RECORD SET:
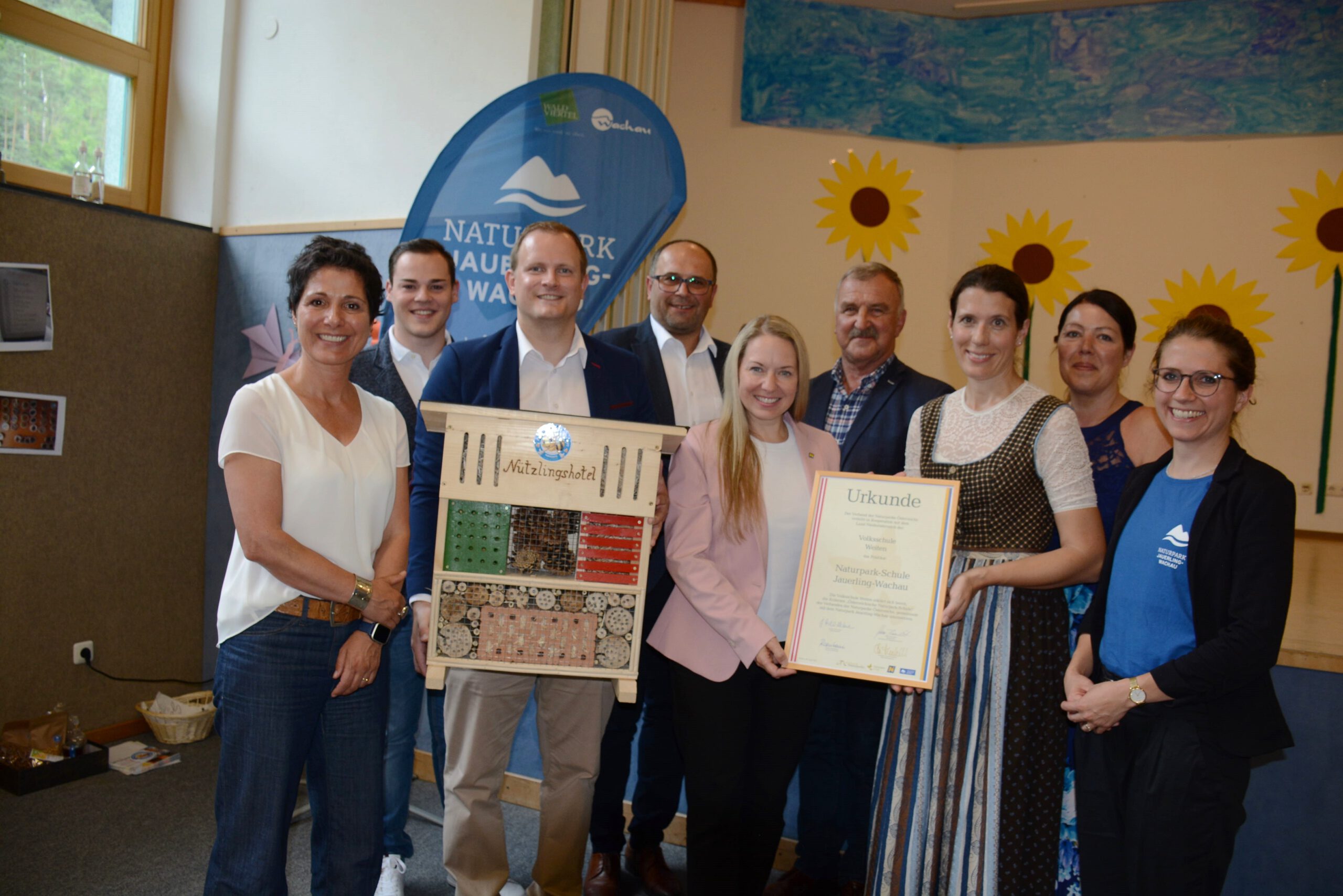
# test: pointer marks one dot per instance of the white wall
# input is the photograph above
(339, 114)
(1149, 210)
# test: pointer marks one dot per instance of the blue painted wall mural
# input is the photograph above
(1158, 70)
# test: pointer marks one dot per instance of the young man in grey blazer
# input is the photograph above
(422, 289)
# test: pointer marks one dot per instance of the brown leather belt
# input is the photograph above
(331, 612)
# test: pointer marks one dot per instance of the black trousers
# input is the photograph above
(742, 741)
(1158, 805)
(840, 761)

EXERCISE PROMPT: In the records, which lines use the word "wall"? Report them.

OUTPUT OF THE EXERCISE:
# test: pointer marks one dot per instance of the white wall
# test: pointer marks one dot per instance of the blue painted wall mural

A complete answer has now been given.